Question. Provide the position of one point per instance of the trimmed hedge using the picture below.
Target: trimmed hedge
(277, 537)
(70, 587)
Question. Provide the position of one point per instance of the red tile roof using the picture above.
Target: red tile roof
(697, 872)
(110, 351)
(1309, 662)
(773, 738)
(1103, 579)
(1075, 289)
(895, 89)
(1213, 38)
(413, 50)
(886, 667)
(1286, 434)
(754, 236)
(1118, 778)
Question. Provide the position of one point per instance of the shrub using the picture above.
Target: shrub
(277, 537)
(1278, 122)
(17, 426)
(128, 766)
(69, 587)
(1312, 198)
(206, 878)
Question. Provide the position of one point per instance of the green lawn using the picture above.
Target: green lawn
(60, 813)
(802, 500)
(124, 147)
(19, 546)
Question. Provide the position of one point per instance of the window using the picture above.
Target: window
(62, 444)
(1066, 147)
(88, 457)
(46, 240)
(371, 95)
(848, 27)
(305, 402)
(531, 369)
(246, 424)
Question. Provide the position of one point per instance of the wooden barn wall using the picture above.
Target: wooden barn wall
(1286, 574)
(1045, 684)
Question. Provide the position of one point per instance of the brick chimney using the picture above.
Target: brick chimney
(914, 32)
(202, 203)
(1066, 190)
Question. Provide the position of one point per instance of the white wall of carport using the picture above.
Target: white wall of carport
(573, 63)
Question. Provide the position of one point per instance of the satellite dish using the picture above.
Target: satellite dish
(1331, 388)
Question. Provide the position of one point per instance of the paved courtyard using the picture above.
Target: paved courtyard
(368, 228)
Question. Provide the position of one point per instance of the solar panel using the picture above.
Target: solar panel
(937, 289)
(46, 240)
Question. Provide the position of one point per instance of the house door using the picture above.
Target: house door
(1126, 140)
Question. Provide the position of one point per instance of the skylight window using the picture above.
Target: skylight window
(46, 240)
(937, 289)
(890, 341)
==*==
Rewrite every line from the one containing "dish using the picture above." through the end of the records, keeping the requests, and increase each number in the point coordinates by 106.

● Solution to the exercise
Question. Provide the position of one point per instance of the satellite dish using the picture above.
Target: satellite dish
(1437, 494)
Question. Provide the position of one point per instance of the paved courtyard using the picture above.
Target: paved courtyard
(474, 334)
Question. Provide the position of one point per instance of the solar panel using the picture above.
Target: solar panel
(1043, 395)
(152, 346)
Question. Provide the position of one point per instance of the house door using the picture above.
Target: house door
(1232, 246)
Question. Provide the position of one point per instance of the skylight window using the picture above.
Target: skylight window
(152, 346)
(1043, 395)
(996, 447)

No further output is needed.